**GIVEN TASK:** Continue the text on the MGNREGS spending cap from the point where it stops.

**DOCUMENT SECTION:**

········

MGNREGA SPENDING CAP

The Union Finance Ministry capped MGNREGA spending at 60% of its FY 2025-26 budget to manage funds and reduce pending dues. However, this undermines the MGNREGA’s statutory employment guarantee, ignoring fluctuating rural demand and legal obligations. The cap may lead to denied work or delayed wages, violating workers’ rights.

Last Updated on 16th June, 2025
6 minutes, 34 seconds

Description

Copyright infringement not intended

Picture Courtesy:  INDIAN EXPRESS

Context:

The Union Finance Ministry has, for the first time, imposed a spending cap on the Mahatma Gandhi National Rural Employment Guarantee Scheme (MGNREGS).

About New Spending Cap

For the fiscal year 2025-26, the Finance Ministry has mandated that only 60% of the Rs 86,000 crore allocated to MGNREGS can be spent between April and September.

This brings the scheme under the Monthly Expenditure Plan/Quarterly Expenditure Plan (MEP/QEP), a mechanism the ministry uses to control cash flow and prevent excessive borrowing. Until now, MGNREGS was exempt from this rule because it is designed to provide work whenever a rural household demands it.

Government's Rationale

Chronic Fund Exhaustion => In recent years, over 70% of the MGNREGS budget has been spent by September, halfway through the financial year. This necessitates large supplementary allocations later in the year, which also tend to run out quickly.

Mounting Pending Dues => The cycle of overspending in the first half leads to massive pending dues at the end of each year, ranging from ₹15,000 crore to ₹25,000 crore over the last five years.

Clearing Backlogs => A significant portion of the new year's budget is used to clear the previous year's liabilities. For example, FY 2025-26 began with pending dues of ₹21,000 crore from the previous year. Clearing these dues alone will consume a large part of the H1 allocation.

Aim of the Cap => By enforcing a spending limit, the ministry aims to ensure that funds are available for the entire year, manage cash flow better, and avoid the need for large, unplanned supplementary grants.

········

**DATASET ROWS:**
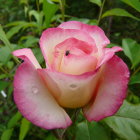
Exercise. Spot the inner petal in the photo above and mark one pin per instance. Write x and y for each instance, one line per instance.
(73, 56)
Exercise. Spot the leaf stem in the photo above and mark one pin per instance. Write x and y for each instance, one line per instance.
(62, 7)
(100, 13)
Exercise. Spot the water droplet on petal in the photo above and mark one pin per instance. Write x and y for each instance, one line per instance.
(73, 86)
(34, 90)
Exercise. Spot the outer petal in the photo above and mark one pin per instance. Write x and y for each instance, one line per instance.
(108, 54)
(34, 100)
(69, 90)
(97, 33)
(27, 53)
(110, 92)
(53, 36)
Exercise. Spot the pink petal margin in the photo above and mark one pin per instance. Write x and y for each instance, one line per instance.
(27, 54)
(34, 100)
(110, 92)
(94, 31)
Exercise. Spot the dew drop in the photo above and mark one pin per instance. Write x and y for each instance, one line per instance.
(73, 86)
(34, 90)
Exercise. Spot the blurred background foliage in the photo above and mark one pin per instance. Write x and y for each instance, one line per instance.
(22, 23)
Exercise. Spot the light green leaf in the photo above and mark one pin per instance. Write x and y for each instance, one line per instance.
(125, 128)
(5, 54)
(13, 121)
(129, 110)
(6, 135)
(91, 130)
(135, 79)
(3, 85)
(132, 51)
(119, 12)
(126, 121)
(98, 2)
(49, 9)
(133, 3)
(24, 128)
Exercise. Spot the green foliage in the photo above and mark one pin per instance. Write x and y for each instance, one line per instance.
(98, 2)
(119, 12)
(89, 130)
(133, 3)
(21, 27)
(49, 9)
(6, 135)
(132, 50)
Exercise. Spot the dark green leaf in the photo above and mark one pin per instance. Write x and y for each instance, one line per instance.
(91, 130)
(133, 3)
(24, 128)
(6, 135)
(129, 110)
(3, 85)
(119, 12)
(125, 128)
(98, 2)
(132, 50)
(49, 9)
(126, 121)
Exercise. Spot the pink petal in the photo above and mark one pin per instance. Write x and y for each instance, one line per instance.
(53, 36)
(111, 90)
(27, 54)
(34, 100)
(77, 65)
(69, 90)
(108, 54)
(96, 32)
(78, 60)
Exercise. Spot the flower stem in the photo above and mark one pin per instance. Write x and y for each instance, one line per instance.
(100, 13)
(62, 7)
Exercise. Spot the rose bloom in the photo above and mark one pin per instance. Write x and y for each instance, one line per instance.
(80, 73)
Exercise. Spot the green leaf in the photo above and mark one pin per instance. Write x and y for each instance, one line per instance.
(129, 110)
(126, 122)
(91, 130)
(119, 12)
(51, 137)
(125, 128)
(98, 2)
(135, 79)
(6, 135)
(5, 54)
(24, 128)
(3, 85)
(13, 121)
(3, 38)
(49, 9)
(133, 3)
(132, 51)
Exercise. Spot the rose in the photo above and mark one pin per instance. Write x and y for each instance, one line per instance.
(81, 73)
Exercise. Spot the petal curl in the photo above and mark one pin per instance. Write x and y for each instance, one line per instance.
(110, 91)
(27, 54)
(34, 100)
(108, 54)
(70, 91)
(96, 32)
(78, 60)
(53, 36)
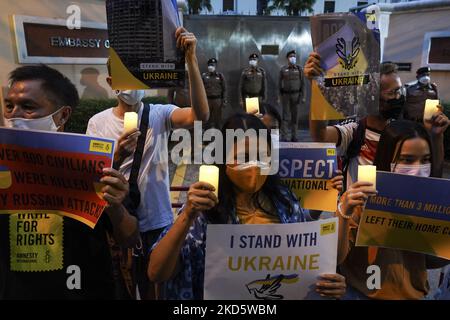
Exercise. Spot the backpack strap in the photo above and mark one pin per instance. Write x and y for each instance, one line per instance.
(134, 194)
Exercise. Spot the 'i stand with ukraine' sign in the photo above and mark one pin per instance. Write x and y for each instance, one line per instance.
(409, 213)
(307, 168)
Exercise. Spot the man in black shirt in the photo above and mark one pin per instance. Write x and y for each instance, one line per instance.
(41, 98)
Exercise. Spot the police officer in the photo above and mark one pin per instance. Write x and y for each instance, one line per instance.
(417, 93)
(215, 90)
(292, 91)
(253, 82)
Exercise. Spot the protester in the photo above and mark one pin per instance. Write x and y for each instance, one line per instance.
(406, 149)
(41, 98)
(154, 211)
(417, 93)
(292, 93)
(357, 141)
(245, 196)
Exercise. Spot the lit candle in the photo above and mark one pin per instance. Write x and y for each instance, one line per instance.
(430, 108)
(130, 121)
(210, 174)
(368, 174)
(252, 105)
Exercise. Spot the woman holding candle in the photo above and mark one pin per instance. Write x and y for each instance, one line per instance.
(245, 196)
(406, 149)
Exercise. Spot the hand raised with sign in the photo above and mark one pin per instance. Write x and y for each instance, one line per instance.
(312, 66)
(356, 196)
(337, 182)
(187, 42)
(126, 145)
(200, 197)
(331, 286)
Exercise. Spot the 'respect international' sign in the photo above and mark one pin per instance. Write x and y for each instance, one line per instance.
(45, 40)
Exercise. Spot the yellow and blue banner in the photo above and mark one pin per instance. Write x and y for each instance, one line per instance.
(409, 213)
(43, 173)
(307, 169)
(349, 47)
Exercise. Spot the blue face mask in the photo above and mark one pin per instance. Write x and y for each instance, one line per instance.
(130, 97)
(418, 170)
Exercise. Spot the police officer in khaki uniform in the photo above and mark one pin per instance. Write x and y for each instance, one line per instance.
(216, 92)
(417, 93)
(253, 82)
(292, 92)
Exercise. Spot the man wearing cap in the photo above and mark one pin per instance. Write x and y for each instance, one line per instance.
(215, 90)
(292, 91)
(417, 93)
(253, 82)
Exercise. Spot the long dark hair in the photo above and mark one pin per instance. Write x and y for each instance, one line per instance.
(392, 139)
(222, 213)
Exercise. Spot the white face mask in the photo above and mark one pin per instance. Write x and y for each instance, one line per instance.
(45, 123)
(253, 63)
(425, 80)
(130, 97)
(418, 170)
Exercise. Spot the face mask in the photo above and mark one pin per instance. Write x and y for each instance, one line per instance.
(130, 97)
(424, 80)
(248, 179)
(395, 108)
(44, 124)
(418, 170)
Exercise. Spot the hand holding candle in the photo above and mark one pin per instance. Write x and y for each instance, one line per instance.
(210, 174)
(252, 105)
(130, 121)
(368, 174)
(431, 107)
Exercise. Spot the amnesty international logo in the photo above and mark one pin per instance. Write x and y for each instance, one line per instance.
(348, 57)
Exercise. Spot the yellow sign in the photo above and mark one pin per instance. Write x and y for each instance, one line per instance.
(100, 146)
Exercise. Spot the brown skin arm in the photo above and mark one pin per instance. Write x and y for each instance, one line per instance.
(185, 117)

········

**RESPONSE TO THE TASK:**
Problems with the Spending Cap

While aimed at fiscal prudence, the expenditure cap raises legal, economic, and social concerns, as it appears to undermine the core principles of the MGNREGA.

Ignores the Demand-Driven Nature of the Scheme

MGNREGS is designed as a safety net that responds to rural distress. Work demand is not uniform throughout the year; it fluctuates based on various factors.

Seasonal Peaks: Demand is generally highest between April and June, before the monsoon, when agricultural activity is low.

Unforeseen Events: The scheme acts as a crucial buffer during freak weather events. For example, in 2023, deficient rainfall and drought-like conditions in states like Karnataka led to a 20% higher-than-usual demand for work in July and August.

The Cap's Rigidity: A fixed expenditure ceiling does not account for such contingencies. It restricts the scheme's ability to act as an automatic stabilizer during times of sudden rural distress, such as droughts, floods, or poor harvests.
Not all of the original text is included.